__The task__: Reproduce the data in its entirety, exactly as supplied.

## Begin Task input

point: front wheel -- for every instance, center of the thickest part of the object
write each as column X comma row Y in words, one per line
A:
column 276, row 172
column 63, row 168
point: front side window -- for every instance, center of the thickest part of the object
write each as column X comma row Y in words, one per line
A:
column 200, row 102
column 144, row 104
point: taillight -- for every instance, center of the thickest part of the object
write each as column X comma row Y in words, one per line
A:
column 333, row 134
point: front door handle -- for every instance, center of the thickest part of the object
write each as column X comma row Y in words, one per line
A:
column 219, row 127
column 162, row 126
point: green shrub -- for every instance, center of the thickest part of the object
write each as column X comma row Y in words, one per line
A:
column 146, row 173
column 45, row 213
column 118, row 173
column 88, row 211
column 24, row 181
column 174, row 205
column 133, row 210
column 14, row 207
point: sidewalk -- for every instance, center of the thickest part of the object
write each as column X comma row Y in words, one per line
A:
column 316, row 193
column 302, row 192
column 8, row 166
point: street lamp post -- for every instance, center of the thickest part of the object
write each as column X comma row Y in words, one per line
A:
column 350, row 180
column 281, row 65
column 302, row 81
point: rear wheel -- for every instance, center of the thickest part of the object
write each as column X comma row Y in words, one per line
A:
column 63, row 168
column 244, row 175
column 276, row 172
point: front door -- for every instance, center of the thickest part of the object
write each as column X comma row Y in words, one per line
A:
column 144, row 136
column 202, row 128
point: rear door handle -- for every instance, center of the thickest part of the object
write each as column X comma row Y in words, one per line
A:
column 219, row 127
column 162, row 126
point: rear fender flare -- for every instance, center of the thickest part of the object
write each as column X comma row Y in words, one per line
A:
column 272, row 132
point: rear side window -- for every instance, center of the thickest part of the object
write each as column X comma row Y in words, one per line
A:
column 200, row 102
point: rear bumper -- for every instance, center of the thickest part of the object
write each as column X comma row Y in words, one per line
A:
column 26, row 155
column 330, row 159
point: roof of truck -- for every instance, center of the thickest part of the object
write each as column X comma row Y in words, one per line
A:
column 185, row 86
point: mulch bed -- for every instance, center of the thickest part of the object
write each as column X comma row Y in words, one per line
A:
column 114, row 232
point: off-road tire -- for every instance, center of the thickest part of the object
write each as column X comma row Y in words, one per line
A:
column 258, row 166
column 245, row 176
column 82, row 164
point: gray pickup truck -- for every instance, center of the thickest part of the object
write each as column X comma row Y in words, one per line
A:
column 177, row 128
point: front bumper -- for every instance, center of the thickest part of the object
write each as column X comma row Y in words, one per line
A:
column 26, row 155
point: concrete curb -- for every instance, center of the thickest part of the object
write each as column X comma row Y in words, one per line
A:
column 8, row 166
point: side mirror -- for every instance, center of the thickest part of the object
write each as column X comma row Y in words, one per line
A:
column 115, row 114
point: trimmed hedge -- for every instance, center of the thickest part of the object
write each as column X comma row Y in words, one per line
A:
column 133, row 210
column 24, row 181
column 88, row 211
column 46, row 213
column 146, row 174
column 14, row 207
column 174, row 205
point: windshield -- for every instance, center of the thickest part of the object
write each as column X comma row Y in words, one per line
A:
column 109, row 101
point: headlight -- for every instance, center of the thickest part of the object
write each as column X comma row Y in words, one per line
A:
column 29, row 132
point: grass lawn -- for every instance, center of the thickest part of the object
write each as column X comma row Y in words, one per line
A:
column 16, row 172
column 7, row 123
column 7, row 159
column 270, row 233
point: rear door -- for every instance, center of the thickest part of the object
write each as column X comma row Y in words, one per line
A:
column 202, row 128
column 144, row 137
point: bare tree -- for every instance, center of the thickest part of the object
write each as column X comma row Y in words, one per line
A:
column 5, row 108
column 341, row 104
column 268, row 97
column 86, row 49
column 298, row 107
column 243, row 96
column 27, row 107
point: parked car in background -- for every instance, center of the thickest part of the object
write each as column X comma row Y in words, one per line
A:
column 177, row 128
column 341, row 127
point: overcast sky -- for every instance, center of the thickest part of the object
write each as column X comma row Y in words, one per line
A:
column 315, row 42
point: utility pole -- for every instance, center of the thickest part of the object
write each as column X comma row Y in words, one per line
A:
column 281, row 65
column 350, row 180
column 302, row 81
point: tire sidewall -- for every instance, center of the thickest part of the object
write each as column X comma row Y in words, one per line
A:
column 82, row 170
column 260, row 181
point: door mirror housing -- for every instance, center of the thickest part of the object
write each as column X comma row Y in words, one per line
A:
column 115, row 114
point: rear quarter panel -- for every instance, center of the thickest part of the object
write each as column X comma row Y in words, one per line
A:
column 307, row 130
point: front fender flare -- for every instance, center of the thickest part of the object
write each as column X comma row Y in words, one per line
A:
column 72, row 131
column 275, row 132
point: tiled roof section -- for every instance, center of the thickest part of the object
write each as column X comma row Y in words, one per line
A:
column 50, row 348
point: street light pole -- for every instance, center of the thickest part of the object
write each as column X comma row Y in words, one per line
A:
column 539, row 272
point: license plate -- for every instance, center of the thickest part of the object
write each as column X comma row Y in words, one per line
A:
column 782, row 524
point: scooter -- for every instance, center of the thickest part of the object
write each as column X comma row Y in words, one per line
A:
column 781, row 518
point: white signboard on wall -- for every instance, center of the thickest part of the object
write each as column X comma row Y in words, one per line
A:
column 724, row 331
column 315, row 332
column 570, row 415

## End Task input

__Reply to the exercise__:
point: front wheel -- for every instance, center of the thickest part of the object
write each as column X comma row Y in words, one per line
A:
column 276, row 172
column 63, row 168
point: front side window -- for every instance, center of the thickest part of the object
write each as column X comma row Y in words, one per line
A:
column 200, row 102
column 144, row 104
point: taillight -- for every instance, center of the thickest part of the object
write each as column X comma row Y in words, one per line
A:
column 333, row 134
point: front door handle -- for every instance, center of the thickest part of the object
write each as column X comma row Y in words, one per line
A:
column 219, row 127
column 162, row 126
point: green shrub -- for every instance, center of the thickest part of the object
write each as column X comma row Y in words, one per line
A:
column 146, row 173
column 45, row 213
column 118, row 173
column 88, row 211
column 24, row 181
column 174, row 205
column 133, row 210
column 14, row 207
point: sidewalk -- for every instance, center of the thickest part of the object
write each as column X comma row Y in words, one per line
A:
column 316, row 193
column 302, row 192
column 8, row 166
point: street lamp post -- for every instance, center of the thickest part of the object
write each as column X comma row Y in words, one per line
A:
column 350, row 180
column 281, row 65
column 302, row 81
point: rear wheel -- for every instance, center of the thickest part of the object
write each as column X comma row Y in words, one per line
A:
column 63, row 168
column 244, row 175
column 276, row 172
point: front door -- for every instance, center of the thickest part of the object
write each as column X comma row Y in words, one per line
A:
column 144, row 136
column 202, row 128
point: rear door handle -- for every instance, center of the thickest part of the object
write each as column X comma row Y in words, one per line
A:
column 219, row 127
column 162, row 126
point: rear fender flare -- for every instance, center of the thickest part of the object
write each as column X comma row Y in words, one per line
A:
column 272, row 132
point: rear side window -- for every instance, center of the thickest part of the object
write each as column X comma row Y in words, one per line
A:
column 200, row 102
point: rear bumper -- for every instance, center of the thickest part of the object
write each as column X comma row Y in words, one per line
A:
column 26, row 155
column 330, row 159
point: roof of truck -- for every instance, center of the thickest part of the object
write each as column X comma row Y in words, one per line
A:
column 185, row 86
point: mulch bed -- for every instance, center of the thickest part of the object
write each as column X comma row Y in words, one per line
A:
column 114, row 232
point: off-road tire -- for every instance, center of the thickest part of the object
write each as column X comma row Y in words, one per line
A:
column 258, row 166
column 245, row 176
column 82, row 164
point: gray pickup truck -- for every instance, center of the thickest part of the object
write each as column X comma row Y in words, one per line
A:
column 177, row 128
point: front bumper -- for every instance, center of the thickest part of the object
write each as column X comma row Y in words, one per line
A:
column 26, row 155
point: concrete curb -- for every instance, center of the thickest part of the object
write each as column X comma row Y in words, one per line
A:
column 8, row 166
point: side mirror -- for every instance, center of the thickest part of the object
write each as column X comma row Y in words, one per line
A:
column 115, row 114
point: trimmed hedge -- for every instance, center of the thickest part of the object
write each as column X comma row Y in words, one per line
A:
column 133, row 210
column 24, row 181
column 88, row 211
column 46, row 213
column 146, row 174
column 14, row 207
column 174, row 205
point: windshield -- for every instance, center of the thickest part of the object
write each as column X comma row Y in words, one per line
A:
column 109, row 101
point: headlight -- for every instance, center of the thickest part of the object
write each as column X comma row Y in words, one per line
A:
column 29, row 132
point: grass lawn -- for every instance, center of the thickest part of the object
write each as column X comma row Y in words, one per line
A:
column 16, row 172
column 7, row 123
column 7, row 159
column 270, row 233
point: rear door -- for every instance, center of the thickest part of the object
write each as column X comma row Y in words, one per line
A:
column 202, row 128
column 144, row 137
point: bare tree -- for every instance, center of the thickest part of the object
write each as column X comma row Y in words, one per line
A:
column 5, row 108
column 341, row 104
column 268, row 97
column 86, row 49
column 298, row 107
column 243, row 96
column 27, row 107
point: parked car in background -- for every instance, center of the thickest part of the object
write each as column X comma row Y in words, one per line
A:
column 177, row 128
column 341, row 127
point: overcast sky -- for every instance, center of the thickest part of the object
write each as column X comma row Y in words, one per line
A:
column 315, row 42
point: utility pole -- for every instance, center of the thickest part of the object
write each as column X comma row Y in words, one per line
A:
column 281, row 65
column 350, row 180
column 302, row 81
point: tire sidewall -- for every instance, center of the thickest part of the object
write each as column X comma row Y in words, one per line
A:
column 82, row 170
column 260, row 181
point: door mirror housing -- for every instance, center of the thickest part of the object
write each as column X comma row Y in words, one per line
A:
column 115, row 114
point: rear quarter panel -- for every instance, center of the thickest part of the object
write each as column X comma row Y in words, one per line
A:
column 307, row 130
point: front fender flare -- for every instance, center of the thickest part of the object
write each as column X comma row Y in words, one per line
A:
column 72, row 131
column 275, row 132
point: tiled roof section -- for every instance, center of the thickest part of the object
write each as column X comma row Y in words, one per line
A:
column 50, row 348
point: street light pole -- for every instance, center of the thickest part of the object
write each as column X comma row Y in words, one per line
A:
column 539, row 272
point: license plate -- for every instance, center of the thickest part of the object
write each as column X comma row Y in words, one per line
A:
column 782, row 524
point: scooter -- for every instance, center of the thickest part of the object
write each as column X comma row Y in words, one per line
A:
column 781, row 518
point: white signboard on wall -- for every instance, center of the thickest part of the object
write each as column X comma row Y in words, one per line
A:
column 724, row 331
column 315, row 332
column 570, row 415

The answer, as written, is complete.